- [Given data]

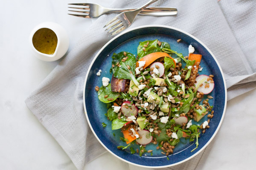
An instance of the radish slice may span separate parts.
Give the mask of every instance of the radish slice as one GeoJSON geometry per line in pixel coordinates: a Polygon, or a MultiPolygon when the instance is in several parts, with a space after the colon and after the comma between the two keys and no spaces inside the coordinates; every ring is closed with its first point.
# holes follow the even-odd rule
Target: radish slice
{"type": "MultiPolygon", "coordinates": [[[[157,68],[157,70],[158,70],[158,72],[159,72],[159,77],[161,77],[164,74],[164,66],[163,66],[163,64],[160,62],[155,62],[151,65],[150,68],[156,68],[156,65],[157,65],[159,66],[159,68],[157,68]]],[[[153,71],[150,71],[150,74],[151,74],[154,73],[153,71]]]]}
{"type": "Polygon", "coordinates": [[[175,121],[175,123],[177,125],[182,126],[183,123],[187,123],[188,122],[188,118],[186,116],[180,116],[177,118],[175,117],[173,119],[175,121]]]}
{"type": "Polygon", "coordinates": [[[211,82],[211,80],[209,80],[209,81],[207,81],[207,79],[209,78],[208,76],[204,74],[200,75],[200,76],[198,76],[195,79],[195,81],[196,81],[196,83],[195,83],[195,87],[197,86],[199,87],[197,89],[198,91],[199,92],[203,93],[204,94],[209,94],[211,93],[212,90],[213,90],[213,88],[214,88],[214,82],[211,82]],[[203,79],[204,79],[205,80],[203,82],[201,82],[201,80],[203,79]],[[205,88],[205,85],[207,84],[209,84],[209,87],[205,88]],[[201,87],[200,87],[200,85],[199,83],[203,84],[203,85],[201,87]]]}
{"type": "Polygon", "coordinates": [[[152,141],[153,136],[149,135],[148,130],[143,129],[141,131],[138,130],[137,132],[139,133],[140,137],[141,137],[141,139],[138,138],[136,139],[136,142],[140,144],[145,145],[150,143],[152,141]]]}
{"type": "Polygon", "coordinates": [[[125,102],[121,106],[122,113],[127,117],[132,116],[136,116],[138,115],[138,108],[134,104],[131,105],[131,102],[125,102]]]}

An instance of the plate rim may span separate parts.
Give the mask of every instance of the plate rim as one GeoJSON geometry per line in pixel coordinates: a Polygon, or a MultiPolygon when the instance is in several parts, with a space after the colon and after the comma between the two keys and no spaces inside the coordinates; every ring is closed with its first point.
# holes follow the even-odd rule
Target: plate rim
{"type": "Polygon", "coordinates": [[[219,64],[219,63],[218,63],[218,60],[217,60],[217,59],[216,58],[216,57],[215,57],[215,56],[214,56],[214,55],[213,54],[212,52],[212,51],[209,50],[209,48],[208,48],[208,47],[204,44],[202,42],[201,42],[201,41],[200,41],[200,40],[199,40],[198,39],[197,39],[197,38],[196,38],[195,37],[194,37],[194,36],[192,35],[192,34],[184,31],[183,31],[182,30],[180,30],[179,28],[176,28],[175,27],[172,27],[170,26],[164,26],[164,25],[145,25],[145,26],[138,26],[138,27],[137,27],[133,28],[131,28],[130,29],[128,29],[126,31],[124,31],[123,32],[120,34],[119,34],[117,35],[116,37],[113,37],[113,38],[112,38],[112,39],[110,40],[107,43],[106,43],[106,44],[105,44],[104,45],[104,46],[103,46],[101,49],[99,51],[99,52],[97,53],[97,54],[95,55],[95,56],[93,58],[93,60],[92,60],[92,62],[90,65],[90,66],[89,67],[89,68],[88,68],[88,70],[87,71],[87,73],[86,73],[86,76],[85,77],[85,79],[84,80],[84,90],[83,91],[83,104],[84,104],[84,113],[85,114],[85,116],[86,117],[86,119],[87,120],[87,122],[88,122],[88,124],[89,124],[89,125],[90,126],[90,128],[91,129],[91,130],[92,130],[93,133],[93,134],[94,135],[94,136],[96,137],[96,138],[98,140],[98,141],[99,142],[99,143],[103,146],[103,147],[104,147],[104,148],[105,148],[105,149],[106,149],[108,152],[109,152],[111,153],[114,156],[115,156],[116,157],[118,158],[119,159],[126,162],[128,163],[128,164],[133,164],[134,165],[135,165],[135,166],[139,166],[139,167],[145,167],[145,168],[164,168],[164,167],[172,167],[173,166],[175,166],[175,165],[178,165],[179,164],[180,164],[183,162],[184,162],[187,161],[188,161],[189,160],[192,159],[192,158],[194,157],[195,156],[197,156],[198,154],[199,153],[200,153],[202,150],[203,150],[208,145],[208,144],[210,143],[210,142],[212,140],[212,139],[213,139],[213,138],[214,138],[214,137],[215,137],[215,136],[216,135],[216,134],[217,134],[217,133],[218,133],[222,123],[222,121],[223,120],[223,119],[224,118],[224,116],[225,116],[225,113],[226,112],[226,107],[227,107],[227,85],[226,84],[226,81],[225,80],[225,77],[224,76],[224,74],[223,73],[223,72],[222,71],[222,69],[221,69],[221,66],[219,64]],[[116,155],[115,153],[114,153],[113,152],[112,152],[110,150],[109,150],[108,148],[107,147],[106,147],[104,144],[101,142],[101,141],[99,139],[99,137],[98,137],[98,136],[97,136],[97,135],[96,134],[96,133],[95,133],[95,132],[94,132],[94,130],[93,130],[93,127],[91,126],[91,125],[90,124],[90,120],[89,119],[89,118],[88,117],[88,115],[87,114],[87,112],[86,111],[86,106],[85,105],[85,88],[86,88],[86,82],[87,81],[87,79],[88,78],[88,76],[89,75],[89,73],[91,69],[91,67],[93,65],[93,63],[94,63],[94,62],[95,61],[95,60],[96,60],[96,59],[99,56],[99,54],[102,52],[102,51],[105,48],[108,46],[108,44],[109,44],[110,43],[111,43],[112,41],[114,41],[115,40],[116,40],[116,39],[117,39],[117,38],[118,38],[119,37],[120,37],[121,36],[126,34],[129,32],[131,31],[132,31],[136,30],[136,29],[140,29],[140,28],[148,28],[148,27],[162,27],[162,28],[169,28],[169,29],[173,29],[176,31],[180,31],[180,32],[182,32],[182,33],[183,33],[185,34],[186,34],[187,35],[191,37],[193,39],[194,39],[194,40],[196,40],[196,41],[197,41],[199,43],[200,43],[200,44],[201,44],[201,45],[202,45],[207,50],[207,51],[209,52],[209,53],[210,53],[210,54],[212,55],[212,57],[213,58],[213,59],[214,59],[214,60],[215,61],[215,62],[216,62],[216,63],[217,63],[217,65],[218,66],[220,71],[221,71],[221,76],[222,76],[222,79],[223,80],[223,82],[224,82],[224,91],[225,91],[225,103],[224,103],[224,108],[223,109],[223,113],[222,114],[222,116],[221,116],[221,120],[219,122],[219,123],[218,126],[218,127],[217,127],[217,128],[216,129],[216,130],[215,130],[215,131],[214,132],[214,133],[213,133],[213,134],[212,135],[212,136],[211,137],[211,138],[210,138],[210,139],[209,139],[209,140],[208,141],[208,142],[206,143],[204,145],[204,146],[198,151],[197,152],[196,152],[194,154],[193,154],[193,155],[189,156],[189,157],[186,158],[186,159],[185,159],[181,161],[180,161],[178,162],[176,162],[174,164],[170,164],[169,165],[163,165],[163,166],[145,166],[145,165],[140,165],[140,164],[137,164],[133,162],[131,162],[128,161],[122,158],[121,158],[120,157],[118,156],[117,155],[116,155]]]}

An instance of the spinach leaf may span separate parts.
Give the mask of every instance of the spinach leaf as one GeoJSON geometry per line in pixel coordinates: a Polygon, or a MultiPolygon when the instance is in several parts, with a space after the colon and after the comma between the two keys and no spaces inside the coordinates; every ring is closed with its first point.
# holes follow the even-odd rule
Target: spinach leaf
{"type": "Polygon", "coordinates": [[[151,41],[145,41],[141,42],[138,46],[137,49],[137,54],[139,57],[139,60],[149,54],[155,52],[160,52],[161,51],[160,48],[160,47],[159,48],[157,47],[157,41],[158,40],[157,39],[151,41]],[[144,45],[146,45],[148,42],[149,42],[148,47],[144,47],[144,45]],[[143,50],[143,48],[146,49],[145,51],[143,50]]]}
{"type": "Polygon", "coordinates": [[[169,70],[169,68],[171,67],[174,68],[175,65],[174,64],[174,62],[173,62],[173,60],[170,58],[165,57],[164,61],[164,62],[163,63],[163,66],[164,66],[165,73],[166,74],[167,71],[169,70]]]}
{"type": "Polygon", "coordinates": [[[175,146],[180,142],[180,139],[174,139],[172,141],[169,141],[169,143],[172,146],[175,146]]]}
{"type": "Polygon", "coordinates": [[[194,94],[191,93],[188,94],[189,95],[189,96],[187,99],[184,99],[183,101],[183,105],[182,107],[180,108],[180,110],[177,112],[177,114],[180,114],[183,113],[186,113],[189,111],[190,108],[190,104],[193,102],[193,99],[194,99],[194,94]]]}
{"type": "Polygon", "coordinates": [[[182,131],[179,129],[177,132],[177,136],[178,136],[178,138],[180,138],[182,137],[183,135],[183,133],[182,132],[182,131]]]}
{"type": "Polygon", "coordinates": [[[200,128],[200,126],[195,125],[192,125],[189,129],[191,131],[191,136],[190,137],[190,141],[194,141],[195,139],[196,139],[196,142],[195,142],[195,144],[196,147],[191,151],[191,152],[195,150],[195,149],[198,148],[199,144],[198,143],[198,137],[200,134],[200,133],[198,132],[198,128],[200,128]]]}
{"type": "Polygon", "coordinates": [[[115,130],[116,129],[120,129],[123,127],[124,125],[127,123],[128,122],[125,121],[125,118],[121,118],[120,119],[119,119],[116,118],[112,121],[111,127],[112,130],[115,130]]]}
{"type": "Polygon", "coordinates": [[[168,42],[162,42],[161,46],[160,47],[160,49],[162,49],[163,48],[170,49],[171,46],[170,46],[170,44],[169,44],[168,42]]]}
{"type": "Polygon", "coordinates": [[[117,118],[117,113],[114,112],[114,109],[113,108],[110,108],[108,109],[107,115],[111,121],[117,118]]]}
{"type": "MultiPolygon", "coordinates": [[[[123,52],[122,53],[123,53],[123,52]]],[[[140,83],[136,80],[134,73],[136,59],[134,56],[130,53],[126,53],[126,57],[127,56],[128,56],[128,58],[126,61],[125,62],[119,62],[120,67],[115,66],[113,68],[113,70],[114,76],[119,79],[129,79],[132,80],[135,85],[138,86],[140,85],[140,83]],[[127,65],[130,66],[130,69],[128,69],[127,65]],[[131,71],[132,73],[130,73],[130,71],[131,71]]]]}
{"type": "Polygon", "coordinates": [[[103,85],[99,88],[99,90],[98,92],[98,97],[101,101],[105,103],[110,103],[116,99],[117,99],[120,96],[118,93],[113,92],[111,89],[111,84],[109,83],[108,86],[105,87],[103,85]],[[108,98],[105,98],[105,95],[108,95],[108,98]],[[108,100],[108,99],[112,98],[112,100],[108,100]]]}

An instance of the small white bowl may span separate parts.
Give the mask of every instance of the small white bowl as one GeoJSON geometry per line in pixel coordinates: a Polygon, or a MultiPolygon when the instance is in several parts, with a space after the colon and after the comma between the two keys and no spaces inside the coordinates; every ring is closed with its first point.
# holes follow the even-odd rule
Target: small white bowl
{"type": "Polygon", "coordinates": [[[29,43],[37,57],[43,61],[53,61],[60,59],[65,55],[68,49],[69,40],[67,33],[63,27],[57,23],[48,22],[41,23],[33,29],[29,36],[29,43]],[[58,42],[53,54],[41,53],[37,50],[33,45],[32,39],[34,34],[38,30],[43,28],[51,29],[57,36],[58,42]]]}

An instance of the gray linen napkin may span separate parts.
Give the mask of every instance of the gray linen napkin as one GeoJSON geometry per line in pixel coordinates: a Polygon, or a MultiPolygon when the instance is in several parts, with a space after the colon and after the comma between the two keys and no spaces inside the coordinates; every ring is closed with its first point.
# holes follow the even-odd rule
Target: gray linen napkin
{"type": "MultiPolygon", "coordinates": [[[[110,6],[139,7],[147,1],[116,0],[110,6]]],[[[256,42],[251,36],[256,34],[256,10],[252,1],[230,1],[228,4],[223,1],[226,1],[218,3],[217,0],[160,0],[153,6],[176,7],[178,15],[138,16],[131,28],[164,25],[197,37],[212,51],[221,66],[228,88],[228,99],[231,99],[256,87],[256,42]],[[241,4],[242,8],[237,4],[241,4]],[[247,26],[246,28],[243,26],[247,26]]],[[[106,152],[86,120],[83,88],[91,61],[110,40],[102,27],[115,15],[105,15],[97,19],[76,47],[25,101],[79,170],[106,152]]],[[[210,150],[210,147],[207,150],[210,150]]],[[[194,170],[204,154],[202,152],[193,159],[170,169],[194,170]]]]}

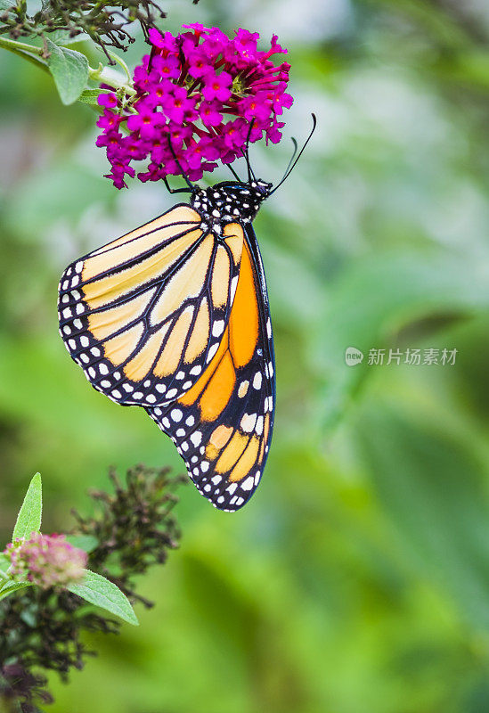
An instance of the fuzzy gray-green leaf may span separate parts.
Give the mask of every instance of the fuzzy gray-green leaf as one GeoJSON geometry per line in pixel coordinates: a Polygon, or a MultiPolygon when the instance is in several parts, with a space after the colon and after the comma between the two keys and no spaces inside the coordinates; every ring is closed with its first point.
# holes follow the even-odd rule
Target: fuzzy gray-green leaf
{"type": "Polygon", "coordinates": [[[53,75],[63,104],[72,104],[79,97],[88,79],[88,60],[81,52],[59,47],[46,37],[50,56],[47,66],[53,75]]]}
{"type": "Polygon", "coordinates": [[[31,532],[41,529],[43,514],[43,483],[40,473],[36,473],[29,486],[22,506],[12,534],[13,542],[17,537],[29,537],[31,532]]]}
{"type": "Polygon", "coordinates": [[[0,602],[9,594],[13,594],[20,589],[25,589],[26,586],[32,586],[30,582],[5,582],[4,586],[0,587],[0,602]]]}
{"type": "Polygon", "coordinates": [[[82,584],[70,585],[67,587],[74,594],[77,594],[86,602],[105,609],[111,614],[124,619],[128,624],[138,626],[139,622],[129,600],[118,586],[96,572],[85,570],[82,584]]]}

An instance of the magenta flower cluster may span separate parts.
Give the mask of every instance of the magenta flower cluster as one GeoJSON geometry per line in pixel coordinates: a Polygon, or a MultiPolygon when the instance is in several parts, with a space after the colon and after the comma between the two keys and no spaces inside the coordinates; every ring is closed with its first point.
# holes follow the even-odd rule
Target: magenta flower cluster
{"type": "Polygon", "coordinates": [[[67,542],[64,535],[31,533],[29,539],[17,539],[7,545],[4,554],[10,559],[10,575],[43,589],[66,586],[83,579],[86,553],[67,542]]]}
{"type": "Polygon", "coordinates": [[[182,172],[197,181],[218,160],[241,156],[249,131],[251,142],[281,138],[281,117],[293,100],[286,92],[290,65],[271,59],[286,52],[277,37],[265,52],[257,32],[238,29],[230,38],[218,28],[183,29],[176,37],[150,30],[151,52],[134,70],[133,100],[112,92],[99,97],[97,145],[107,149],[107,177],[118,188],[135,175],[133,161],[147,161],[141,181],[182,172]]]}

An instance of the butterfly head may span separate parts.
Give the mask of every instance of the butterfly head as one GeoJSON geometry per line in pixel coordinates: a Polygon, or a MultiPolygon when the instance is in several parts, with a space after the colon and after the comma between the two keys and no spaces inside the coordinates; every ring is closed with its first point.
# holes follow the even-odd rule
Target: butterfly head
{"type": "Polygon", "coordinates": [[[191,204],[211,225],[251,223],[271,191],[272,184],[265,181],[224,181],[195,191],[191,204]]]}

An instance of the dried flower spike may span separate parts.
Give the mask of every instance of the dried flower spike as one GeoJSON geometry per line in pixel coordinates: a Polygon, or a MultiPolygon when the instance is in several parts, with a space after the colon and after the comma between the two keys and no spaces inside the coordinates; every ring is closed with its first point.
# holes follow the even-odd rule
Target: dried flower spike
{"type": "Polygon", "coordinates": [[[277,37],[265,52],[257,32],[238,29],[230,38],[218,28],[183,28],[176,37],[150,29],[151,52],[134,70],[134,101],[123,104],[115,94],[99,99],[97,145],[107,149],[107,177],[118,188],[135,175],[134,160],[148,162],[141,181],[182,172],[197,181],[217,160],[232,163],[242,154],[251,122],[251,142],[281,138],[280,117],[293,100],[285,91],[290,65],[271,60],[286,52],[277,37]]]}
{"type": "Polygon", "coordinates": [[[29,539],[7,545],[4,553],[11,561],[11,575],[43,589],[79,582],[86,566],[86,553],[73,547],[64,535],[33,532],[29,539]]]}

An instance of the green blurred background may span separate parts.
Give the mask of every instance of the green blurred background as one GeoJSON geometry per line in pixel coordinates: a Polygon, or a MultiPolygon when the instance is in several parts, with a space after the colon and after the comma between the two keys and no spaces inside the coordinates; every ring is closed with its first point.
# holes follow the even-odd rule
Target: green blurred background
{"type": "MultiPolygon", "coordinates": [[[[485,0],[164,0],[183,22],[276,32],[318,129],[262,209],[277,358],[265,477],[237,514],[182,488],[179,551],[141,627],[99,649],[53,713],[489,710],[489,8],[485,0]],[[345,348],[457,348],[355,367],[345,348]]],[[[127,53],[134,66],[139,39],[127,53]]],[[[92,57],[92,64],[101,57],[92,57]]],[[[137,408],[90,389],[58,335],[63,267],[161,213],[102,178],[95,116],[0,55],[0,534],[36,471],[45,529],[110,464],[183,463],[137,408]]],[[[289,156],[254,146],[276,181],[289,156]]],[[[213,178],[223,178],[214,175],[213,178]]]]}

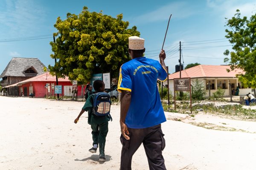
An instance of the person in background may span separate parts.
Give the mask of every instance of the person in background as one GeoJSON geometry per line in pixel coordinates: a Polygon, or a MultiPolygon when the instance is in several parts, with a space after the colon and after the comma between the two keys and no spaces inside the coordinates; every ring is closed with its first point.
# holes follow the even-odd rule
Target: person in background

- [Description of the task]
Nothing but the lines from the line with "An instance of the person" to the last line of the listing above should appear; please retype them exactly, both ends included.

- [Task answer]
An instance of the person in background may span separate parts.
Give the mask of every instance of the person in background as one GeoJSON geometry per line in pixel coordinates: a Polygon, or a MultiPolygon when the instance is in several parts, with a space after the colon and after the comma between the two keys and no spaces inside the coordinates; every ring is closed with its first point.
# holes follow the even-odd rule
Target: person in background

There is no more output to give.